[Position identification records]

▬▬▬

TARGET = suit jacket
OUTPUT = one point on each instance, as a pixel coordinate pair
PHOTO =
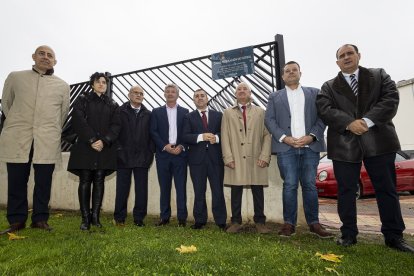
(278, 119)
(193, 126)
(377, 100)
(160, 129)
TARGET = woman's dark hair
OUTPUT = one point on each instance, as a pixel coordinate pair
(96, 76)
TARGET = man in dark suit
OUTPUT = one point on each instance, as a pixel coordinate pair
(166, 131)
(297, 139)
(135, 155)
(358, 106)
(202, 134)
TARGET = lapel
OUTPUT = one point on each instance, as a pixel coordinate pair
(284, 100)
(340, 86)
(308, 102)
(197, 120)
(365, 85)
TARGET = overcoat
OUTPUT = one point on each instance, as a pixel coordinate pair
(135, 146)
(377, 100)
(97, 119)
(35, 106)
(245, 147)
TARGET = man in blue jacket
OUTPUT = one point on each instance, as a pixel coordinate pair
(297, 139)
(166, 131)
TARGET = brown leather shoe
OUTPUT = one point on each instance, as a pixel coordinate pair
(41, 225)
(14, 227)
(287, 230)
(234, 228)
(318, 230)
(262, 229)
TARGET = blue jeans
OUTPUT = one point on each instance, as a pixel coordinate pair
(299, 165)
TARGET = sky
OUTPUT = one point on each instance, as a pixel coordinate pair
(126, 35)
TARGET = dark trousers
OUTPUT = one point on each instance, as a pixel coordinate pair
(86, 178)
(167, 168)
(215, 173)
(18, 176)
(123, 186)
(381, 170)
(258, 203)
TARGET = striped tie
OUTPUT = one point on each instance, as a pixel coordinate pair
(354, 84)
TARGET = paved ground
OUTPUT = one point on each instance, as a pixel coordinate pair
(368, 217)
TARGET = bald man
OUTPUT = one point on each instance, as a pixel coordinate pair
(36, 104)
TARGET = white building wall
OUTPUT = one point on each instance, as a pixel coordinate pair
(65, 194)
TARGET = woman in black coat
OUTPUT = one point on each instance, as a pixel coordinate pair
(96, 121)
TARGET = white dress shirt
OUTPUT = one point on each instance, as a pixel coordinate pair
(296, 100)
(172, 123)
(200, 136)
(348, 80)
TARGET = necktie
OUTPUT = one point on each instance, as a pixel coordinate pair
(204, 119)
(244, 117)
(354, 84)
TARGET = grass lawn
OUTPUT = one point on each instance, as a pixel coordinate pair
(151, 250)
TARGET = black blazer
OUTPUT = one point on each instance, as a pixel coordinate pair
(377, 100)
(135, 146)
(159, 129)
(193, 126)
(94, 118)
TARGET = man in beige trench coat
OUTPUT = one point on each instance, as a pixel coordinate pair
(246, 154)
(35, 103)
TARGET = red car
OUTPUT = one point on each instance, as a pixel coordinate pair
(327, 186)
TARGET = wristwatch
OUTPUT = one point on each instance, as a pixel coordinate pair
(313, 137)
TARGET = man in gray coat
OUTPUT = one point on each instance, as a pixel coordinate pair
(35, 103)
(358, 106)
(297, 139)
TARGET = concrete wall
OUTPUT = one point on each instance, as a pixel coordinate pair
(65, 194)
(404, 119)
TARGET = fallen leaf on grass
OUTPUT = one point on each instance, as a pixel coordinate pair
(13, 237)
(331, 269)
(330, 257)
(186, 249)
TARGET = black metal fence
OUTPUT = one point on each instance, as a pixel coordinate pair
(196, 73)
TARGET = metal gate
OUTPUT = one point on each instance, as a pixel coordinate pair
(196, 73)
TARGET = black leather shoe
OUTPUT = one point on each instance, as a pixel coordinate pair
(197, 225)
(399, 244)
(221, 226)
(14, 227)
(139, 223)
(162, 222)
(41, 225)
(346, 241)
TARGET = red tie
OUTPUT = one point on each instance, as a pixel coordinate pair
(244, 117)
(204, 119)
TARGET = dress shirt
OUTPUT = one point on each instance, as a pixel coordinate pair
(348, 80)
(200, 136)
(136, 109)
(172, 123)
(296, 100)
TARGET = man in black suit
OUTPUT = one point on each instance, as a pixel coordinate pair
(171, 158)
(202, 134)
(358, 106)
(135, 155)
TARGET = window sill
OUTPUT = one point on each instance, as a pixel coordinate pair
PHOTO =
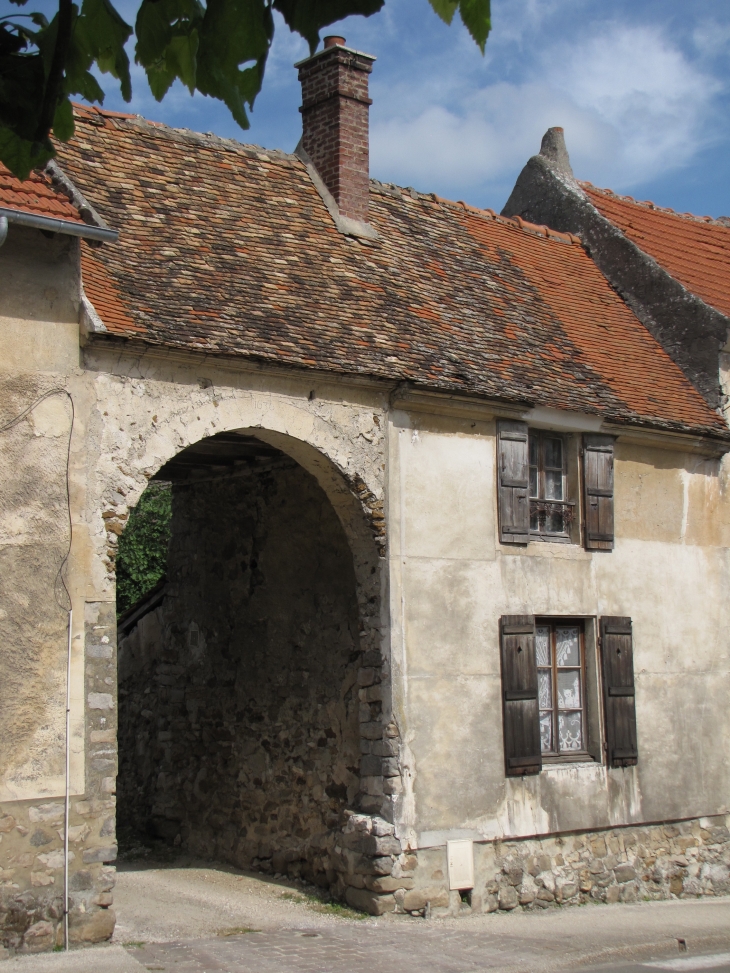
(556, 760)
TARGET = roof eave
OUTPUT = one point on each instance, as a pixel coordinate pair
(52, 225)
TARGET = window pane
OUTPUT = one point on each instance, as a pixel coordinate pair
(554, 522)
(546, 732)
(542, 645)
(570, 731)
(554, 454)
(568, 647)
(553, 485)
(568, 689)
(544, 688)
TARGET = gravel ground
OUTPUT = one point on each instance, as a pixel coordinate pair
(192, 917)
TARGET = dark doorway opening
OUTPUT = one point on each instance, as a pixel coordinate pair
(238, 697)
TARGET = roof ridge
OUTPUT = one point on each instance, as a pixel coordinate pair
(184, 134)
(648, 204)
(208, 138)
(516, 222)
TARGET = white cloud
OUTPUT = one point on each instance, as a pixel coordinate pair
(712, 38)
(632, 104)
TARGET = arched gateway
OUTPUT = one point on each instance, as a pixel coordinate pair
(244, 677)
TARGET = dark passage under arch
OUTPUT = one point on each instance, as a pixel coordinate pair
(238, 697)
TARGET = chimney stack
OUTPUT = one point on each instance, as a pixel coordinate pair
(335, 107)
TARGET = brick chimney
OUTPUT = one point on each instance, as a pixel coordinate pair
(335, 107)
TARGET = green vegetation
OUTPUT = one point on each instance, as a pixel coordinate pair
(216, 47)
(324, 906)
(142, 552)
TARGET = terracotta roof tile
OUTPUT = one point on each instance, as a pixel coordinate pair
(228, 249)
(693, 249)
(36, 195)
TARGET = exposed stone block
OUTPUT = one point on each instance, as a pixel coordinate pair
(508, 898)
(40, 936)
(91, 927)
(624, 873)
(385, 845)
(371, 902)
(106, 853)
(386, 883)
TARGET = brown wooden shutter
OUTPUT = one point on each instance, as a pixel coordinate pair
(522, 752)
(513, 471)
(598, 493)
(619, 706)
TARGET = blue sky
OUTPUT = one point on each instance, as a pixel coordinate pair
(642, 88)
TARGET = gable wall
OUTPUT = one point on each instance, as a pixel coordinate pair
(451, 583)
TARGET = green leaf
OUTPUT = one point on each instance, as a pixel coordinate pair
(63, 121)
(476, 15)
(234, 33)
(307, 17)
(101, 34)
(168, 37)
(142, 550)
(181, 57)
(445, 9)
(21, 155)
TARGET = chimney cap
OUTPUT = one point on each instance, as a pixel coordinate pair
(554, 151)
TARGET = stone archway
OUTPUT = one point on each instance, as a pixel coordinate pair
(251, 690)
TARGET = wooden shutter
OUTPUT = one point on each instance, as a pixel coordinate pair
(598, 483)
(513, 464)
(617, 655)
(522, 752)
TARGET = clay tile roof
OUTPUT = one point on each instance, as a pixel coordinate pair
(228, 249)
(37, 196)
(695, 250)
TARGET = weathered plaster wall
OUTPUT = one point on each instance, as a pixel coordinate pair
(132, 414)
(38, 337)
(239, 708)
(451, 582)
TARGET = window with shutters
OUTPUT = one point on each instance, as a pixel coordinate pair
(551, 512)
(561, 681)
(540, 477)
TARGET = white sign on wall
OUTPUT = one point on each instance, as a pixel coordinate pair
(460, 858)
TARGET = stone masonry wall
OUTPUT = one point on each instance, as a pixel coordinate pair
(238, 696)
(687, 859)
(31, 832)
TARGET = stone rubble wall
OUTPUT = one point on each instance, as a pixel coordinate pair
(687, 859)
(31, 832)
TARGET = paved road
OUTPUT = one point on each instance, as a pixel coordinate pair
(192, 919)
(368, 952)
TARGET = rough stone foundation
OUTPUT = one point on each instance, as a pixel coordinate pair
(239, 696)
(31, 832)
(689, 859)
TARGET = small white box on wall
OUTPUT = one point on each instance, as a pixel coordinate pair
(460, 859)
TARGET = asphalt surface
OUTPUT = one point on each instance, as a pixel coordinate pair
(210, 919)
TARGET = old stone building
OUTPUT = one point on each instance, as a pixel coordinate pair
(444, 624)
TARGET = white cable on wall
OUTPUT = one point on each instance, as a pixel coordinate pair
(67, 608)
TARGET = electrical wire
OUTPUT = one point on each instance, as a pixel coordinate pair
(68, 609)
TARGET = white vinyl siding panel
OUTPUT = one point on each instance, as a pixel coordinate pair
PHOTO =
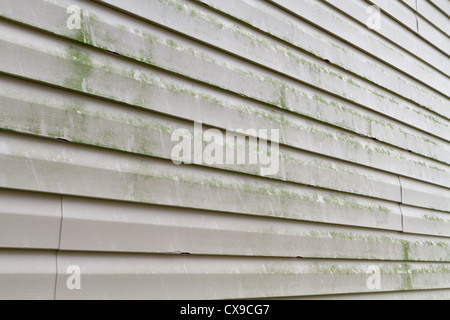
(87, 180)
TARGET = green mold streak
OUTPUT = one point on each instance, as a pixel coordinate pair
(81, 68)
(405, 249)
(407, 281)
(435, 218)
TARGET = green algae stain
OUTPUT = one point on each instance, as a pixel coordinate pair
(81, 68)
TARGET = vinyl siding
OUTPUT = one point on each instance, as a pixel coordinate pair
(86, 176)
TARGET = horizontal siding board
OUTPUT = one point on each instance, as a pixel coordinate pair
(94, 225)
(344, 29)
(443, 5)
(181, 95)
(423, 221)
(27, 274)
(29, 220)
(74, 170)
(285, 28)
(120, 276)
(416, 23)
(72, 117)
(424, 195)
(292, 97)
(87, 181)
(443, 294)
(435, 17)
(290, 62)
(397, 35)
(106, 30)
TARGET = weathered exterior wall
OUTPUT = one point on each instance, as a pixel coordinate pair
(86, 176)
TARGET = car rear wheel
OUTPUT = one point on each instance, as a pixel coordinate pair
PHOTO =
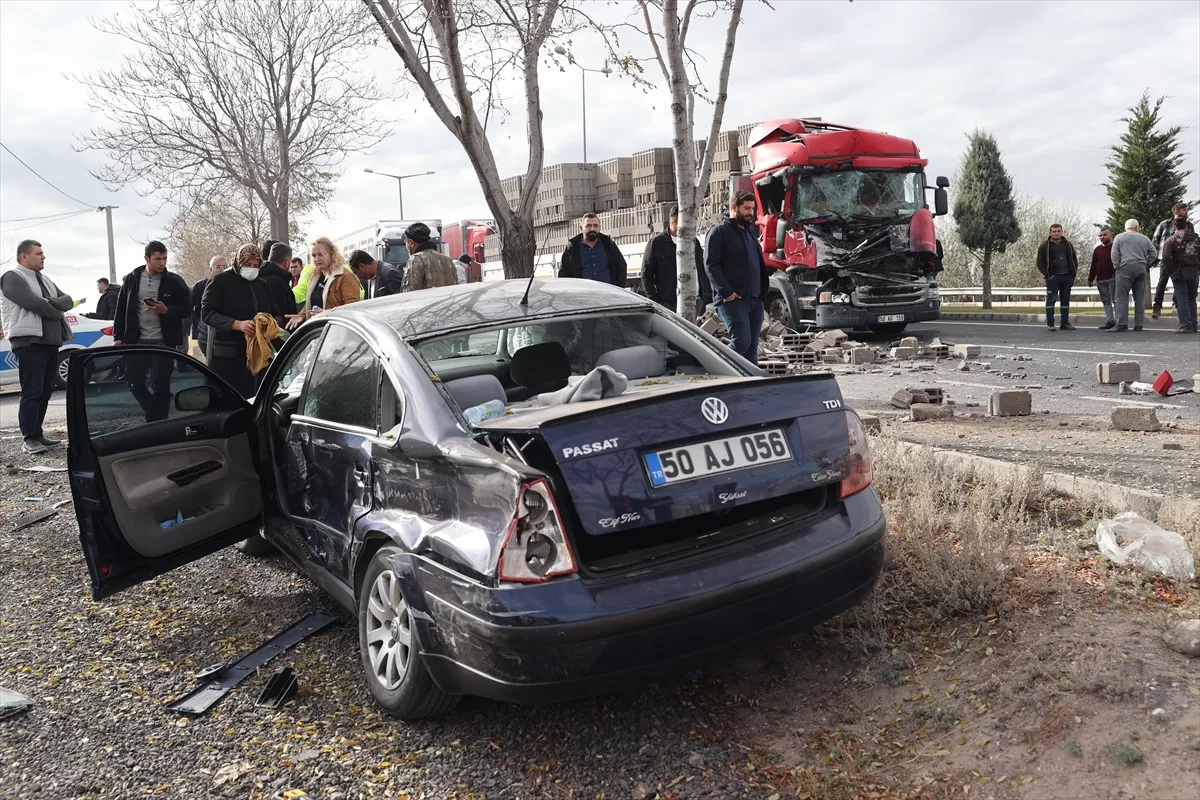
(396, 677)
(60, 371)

▬▬▬

▶ _What you need to do_: Copy out only the lines beginning at the line with "TARGET = green mold streak" and ending at the last line of the entries. Keep them exact; drop pictures.

▶ _Final answer_:
TARGET = green mold streak
OUTPUT = one point on each instance, as a pixel coordinate pair
(81, 68)
(405, 249)
(407, 281)
(435, 218)
TARGET = green algae stain
OUTPUT = one point on each instance, as a pixel coordinate pair
(81, 68)
TARGET = vinyl siding
OUTPUT = one point on each instance, as a pixel coordinate pair
(86, 176)
TARGET = horizontal siding board
OUTPUT = one point on each instance, as a pixel coordinate pair
(94, 225)
(344, 29)
(443, 5)
(181, 95)
(423, 221)
(27, 274)
(29, 220)
(74, 170)
(285, 28)
(120, 276)
(416, 23)
(72, 117)
(424, 195)
(292, 97)
(87, 181)
(443, 294)
(435, 17)
(290, 62)
(397, 35)
(106, 30)
TARGET = weathered exterior wall
OUTPUT = one point on each instance, as a pixel coordinate pair
(86, 176)
TARGET = car rear wheel
OUTPUT = one point on each instance, as a pixel coordinate pair
PHOTO =
(396, 677)
(60, 371)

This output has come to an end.